Task description ▸
Starting at the line that contains "on the overcast" and going through the last of the rows below, write out each line as a numbered list, both ends included and blank lines skipped.
>> START Data in this exercise
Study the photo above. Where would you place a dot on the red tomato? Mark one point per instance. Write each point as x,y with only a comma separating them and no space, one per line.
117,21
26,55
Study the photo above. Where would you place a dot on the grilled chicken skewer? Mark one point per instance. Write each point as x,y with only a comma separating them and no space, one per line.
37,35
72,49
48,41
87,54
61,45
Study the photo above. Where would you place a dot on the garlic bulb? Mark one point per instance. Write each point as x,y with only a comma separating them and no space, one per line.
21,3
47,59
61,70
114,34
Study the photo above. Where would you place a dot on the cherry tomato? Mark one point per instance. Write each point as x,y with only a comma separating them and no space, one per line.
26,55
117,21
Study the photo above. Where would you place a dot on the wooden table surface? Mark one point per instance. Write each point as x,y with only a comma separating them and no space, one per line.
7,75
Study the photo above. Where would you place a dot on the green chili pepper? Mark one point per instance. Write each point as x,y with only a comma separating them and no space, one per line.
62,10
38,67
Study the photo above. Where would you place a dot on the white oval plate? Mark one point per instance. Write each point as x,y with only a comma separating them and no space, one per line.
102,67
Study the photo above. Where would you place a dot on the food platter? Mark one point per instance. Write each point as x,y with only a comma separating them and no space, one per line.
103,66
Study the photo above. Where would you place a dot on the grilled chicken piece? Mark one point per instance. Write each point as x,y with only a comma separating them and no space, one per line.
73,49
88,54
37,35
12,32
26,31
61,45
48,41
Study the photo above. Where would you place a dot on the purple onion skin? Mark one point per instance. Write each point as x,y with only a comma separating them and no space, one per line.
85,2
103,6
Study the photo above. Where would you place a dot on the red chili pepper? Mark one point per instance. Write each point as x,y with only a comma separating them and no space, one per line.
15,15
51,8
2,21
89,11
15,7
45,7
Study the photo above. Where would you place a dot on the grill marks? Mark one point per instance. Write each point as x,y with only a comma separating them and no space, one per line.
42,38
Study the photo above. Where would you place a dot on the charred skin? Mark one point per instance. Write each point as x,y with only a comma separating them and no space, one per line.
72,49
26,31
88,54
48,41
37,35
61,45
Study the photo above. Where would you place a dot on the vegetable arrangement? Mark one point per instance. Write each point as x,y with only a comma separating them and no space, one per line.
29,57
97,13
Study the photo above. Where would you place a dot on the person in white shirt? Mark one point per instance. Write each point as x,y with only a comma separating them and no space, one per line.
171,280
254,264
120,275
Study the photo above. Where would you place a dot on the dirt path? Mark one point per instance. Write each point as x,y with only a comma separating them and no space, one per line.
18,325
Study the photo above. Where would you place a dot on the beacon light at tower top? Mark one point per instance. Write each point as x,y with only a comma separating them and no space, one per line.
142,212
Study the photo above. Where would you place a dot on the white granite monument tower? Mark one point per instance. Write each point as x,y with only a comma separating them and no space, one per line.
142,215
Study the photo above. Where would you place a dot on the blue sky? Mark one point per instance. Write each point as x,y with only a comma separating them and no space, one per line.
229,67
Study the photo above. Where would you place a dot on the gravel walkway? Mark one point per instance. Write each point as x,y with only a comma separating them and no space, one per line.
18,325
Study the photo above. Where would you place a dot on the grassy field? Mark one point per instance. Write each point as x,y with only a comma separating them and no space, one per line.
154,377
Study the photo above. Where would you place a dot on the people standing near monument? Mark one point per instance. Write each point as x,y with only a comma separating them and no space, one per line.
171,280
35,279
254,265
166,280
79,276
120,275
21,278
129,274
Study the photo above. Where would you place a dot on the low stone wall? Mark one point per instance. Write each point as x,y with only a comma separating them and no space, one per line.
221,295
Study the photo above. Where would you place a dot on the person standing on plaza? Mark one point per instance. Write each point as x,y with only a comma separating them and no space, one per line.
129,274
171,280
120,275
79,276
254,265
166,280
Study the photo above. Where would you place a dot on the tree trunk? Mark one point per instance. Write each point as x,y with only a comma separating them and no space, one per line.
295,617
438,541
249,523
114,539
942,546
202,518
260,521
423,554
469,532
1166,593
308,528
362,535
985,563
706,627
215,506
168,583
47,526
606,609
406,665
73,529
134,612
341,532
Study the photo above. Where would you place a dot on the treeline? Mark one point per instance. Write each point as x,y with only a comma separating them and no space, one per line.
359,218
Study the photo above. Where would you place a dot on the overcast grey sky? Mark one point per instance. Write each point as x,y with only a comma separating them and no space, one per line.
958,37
>> END Data in this exercise
The solution ▸
1. Study the photo above. Where would you place a dot on the overcast grey sky? Mark one point per instance. Write each point as x,y with only a comma separating them and no space, one per line.
2. 958,37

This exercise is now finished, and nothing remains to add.